* [PAGE EXTRACT]
The objective of Dead Purge: Outbreak is simple: survive by killing zombies. You can accomplish this objective through either Horde or Survive mode. With Horde, “you fight against increasingly difficult waves of zombies”. In Survive, “you survive as long as you can in an endless battle.” Both modes produced a similar type of engagement, the only seeming difference is that in Horde, you purchase weapons instead of looting them from dead zombies [EN: Killing Floor, anyone? Lookin’ at you, @Butters], and in Survive, there’s never a break in the action to remind yourself that you’re still playing Dead Purge: Outbreak, nor is there a chance to reflect on your time slipping, carelessly and ceaselessly, into the void.

Outside of the game modes, there’s a Research tab that allows you to spend “RP” (I’m assuming “Rank Points”) [EN: I’m assuming “Research Points”] to purchase stat buffs for your character and weapons – pleasantly, and surprisingly, this activity was void of microtransactions. Beyond these three features, there isn’t much else going on.

BLOOD. GORE.

Dead Purge: Outbreak’s intended audience seems to be folks who are looking to shoot a whole lot of zombies with a whole lot of guns.

The zombies are the slow-moving variety, with two types: walking, and crawling. Sometimes, a walking zombie turns into a crawling zombie after you’ve shot it a couple times. They can be easily avoided and, on a regular basis, you can line them up in narrow passages and dispose of them quickly and methodically. Sometimes, a single headshot suffices; when a zombie dies, though, it spurts out blood in a way that is neither satisfying nor exciting.

* [PROBLEM STATEMENT]
Could you continue the Dead Purge: Outbreak review from where it stops?

[Stored items from a collection]

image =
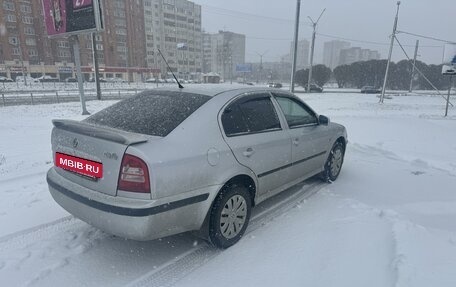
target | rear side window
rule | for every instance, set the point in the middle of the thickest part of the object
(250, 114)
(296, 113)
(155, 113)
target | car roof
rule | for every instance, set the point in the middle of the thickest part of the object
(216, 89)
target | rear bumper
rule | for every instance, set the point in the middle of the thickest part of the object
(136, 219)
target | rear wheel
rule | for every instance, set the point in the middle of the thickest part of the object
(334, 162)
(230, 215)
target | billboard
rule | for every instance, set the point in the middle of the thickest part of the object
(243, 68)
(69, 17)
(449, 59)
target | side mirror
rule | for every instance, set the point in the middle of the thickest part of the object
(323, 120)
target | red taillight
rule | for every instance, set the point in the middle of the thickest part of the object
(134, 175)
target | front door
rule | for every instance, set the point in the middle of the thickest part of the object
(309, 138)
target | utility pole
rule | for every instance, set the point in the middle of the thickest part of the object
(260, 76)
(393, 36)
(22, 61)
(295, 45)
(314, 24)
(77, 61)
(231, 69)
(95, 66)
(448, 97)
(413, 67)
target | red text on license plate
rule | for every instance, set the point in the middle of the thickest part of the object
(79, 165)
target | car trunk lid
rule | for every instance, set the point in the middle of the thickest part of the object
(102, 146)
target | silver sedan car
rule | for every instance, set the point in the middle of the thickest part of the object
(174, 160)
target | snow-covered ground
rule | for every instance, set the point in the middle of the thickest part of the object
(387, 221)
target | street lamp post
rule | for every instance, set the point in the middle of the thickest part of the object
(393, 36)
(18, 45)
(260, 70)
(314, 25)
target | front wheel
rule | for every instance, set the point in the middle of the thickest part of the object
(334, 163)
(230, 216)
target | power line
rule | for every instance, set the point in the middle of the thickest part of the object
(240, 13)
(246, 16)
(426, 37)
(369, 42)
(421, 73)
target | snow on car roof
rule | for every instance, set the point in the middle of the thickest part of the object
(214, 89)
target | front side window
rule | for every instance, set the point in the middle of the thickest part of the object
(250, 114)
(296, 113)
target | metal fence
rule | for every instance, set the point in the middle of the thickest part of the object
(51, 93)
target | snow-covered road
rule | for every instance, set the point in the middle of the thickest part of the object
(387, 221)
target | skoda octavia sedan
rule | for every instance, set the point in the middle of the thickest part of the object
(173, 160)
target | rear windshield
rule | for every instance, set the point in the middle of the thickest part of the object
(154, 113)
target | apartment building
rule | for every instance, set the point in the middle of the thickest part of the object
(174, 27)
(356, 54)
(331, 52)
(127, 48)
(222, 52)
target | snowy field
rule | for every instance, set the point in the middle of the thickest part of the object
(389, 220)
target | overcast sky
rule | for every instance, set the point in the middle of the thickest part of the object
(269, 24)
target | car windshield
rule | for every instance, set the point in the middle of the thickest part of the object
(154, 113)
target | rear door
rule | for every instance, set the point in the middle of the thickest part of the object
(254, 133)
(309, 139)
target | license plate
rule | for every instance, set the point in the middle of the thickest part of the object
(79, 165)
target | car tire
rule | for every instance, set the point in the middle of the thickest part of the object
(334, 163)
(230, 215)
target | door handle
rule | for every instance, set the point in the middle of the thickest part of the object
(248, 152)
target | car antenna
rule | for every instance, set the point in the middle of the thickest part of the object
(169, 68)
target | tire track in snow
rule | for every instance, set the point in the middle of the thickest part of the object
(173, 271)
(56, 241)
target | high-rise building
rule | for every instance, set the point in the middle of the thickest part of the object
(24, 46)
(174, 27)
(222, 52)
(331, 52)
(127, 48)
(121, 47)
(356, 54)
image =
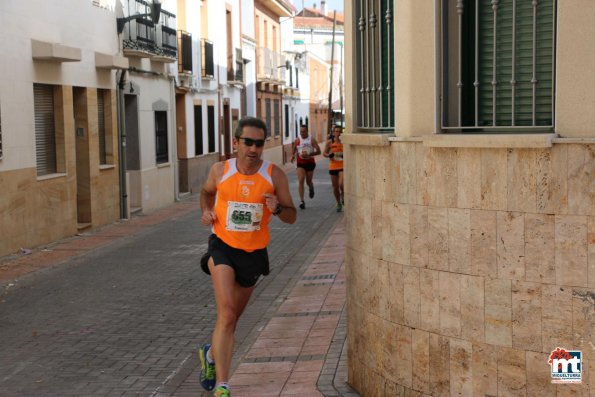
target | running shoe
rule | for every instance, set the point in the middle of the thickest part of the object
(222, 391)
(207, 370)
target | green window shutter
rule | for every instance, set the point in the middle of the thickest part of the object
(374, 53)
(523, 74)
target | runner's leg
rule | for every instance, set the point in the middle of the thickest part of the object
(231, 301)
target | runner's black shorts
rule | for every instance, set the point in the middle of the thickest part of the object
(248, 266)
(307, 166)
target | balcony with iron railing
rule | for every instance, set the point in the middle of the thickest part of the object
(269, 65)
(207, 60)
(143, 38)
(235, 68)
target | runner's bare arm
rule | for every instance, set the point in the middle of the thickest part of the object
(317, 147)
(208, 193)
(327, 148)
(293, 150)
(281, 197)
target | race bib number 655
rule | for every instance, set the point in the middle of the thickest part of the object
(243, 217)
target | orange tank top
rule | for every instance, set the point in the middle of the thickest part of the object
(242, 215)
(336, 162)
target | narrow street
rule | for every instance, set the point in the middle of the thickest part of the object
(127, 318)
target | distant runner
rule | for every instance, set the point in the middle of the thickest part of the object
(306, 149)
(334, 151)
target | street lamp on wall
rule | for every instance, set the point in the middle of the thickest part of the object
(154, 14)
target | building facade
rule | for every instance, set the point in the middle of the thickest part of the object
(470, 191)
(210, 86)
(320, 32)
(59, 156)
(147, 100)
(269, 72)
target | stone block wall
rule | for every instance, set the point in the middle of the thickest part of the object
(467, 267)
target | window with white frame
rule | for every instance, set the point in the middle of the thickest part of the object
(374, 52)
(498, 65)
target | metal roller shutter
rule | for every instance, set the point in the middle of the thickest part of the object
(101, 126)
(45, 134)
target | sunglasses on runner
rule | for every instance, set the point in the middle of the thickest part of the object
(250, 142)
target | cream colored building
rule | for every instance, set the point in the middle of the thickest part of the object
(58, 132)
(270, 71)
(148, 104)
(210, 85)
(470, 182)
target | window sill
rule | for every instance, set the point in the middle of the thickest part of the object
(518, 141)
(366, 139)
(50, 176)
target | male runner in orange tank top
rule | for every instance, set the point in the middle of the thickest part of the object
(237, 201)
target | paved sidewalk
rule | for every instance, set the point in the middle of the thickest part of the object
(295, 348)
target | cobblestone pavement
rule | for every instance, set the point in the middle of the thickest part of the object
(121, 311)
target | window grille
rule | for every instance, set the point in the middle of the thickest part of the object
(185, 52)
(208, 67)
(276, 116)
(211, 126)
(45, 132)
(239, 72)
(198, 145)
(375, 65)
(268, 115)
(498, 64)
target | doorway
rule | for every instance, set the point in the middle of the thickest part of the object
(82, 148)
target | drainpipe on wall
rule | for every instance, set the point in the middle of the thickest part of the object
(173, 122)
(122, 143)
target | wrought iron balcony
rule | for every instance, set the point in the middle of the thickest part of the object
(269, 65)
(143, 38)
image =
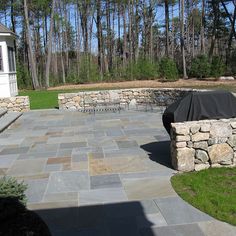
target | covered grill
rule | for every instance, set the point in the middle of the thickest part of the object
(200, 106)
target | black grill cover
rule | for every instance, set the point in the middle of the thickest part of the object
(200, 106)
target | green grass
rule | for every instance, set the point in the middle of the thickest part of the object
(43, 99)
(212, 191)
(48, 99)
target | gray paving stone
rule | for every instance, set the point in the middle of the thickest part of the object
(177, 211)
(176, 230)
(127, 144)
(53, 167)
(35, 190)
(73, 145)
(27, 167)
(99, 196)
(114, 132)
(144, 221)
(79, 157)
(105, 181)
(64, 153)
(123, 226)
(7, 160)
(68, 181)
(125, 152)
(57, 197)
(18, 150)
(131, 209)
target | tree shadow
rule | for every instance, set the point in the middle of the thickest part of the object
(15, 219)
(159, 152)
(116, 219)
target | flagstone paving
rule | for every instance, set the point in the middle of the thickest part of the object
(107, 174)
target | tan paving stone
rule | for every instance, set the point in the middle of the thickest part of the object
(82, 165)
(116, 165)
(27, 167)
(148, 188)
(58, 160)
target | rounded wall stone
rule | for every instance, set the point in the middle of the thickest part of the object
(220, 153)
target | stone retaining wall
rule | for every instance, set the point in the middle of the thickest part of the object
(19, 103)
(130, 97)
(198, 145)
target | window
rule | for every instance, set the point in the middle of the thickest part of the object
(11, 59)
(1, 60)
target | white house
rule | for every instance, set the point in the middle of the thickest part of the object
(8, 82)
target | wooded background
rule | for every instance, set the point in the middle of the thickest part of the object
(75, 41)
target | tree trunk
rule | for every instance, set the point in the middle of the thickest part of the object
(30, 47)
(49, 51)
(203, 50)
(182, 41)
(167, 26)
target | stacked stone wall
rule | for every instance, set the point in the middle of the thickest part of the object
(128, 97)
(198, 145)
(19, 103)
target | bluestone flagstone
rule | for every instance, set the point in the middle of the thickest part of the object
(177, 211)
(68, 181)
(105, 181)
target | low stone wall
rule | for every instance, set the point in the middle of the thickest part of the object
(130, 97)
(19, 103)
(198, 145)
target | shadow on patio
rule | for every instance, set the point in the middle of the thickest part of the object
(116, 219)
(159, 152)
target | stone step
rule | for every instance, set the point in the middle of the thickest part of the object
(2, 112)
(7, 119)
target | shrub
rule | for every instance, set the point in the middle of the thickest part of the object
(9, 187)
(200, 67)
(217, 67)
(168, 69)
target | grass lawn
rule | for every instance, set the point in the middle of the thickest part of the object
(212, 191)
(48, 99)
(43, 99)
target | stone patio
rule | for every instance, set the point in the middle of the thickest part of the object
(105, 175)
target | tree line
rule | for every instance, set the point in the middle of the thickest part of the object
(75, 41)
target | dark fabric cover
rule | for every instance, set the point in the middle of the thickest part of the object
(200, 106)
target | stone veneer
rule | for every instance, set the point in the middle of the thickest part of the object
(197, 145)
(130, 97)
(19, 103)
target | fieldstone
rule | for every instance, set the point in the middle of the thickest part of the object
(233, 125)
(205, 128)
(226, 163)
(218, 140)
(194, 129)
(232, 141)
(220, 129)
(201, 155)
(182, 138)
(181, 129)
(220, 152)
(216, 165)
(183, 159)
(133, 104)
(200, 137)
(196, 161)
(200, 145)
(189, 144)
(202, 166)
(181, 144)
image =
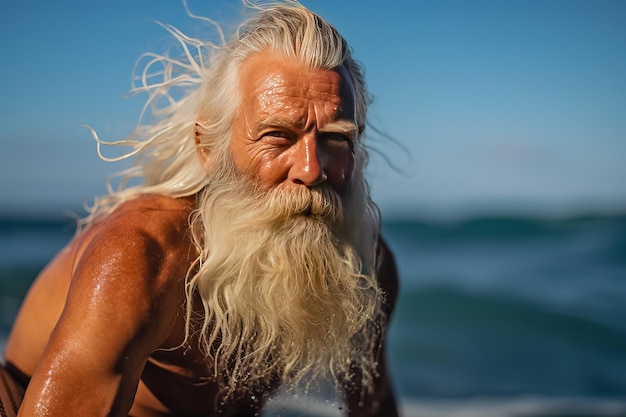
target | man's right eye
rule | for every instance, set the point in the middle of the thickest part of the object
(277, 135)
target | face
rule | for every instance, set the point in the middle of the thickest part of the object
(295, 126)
...
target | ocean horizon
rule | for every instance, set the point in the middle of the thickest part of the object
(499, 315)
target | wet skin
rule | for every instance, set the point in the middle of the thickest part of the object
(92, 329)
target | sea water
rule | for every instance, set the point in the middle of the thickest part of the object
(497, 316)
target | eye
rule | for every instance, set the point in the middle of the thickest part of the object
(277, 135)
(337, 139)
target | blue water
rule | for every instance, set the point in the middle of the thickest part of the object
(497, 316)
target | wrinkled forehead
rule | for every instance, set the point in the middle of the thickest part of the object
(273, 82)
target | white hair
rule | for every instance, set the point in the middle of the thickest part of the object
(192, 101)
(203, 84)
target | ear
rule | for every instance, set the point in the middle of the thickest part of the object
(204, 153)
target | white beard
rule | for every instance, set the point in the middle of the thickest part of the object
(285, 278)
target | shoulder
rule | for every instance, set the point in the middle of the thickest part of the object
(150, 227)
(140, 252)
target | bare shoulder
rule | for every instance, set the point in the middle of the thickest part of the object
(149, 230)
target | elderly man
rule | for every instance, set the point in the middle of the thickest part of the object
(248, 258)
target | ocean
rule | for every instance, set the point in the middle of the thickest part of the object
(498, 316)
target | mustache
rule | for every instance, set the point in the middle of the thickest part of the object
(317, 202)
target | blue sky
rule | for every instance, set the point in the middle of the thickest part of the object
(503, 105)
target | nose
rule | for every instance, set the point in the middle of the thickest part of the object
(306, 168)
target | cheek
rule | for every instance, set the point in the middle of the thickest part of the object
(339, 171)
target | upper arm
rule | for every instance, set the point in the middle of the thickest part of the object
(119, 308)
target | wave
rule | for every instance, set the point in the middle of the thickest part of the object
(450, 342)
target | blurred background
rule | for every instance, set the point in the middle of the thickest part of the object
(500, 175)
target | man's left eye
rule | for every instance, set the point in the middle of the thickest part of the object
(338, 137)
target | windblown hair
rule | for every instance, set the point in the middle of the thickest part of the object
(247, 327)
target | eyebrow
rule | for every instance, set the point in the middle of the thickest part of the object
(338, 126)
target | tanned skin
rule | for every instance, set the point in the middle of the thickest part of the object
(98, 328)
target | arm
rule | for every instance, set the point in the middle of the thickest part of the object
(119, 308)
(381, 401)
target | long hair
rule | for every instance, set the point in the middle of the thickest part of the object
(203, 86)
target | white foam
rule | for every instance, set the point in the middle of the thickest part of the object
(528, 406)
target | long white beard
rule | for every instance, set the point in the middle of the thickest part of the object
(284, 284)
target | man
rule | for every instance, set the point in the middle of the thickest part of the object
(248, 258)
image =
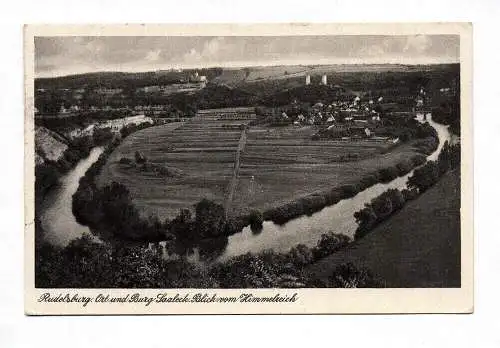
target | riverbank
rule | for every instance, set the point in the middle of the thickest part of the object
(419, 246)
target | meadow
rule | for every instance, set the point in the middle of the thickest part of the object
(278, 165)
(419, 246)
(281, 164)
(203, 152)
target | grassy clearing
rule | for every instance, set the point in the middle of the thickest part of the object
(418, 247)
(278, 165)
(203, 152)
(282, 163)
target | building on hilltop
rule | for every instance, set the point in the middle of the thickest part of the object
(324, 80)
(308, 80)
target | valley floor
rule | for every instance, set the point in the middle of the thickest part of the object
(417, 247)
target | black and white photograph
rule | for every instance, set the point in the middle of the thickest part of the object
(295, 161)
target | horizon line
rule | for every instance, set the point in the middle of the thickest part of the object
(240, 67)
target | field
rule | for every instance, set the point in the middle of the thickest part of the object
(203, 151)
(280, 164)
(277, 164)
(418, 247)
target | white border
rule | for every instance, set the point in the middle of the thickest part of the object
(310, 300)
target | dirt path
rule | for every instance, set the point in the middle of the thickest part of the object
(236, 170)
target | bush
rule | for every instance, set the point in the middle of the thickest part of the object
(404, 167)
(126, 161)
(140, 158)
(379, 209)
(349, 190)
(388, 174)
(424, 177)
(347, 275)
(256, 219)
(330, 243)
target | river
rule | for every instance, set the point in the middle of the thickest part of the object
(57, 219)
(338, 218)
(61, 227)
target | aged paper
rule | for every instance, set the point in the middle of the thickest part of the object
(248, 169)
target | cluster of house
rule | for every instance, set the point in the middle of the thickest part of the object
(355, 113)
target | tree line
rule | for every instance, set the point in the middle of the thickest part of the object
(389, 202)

* [EXPECTED ANSWER]
The guns are garden variety: you spawn with a pistol, an Uzi, a knife, and a grenade. The pistol is pretty much useless as it doesn’t seem to do much damage; the Uzi, when fired, sounds like a tin can being dragged across a wooden fence, and there doesn’t seem to be a reason to have a knife. The grenade, on the other hand, seems to work pretty well. The shotgun, at close range, didn’t seem to one-shot any of the zombies and has only five rounds in the chamber. There is also a silenced pistol that does a lot more damage than an un-silenced pistol, as well as other weapons too expensive to purchase.

When you kill a certain number of zombies in a row, a special, slow-motion/bullet-time event activates. Cool at first, but when combined with character movement that can only be described as “gelatinous,” the event becomes increasingly tiresome.

I CAN KILL ZOMBIES HERE, I CAN KILL ZOMBIES THERE

There are three maps from which to choose, two of which feature variable times of the day. All the maps are pretty small and not particularly well laid out but, graphically, they look pretty good. It could be my monitor, but it seemed like the shadows were particularly dark and it was pretty difficult to see crawling zombies in certain situations. That’s a plus-or-minus, depending on whom you ask, I suppose.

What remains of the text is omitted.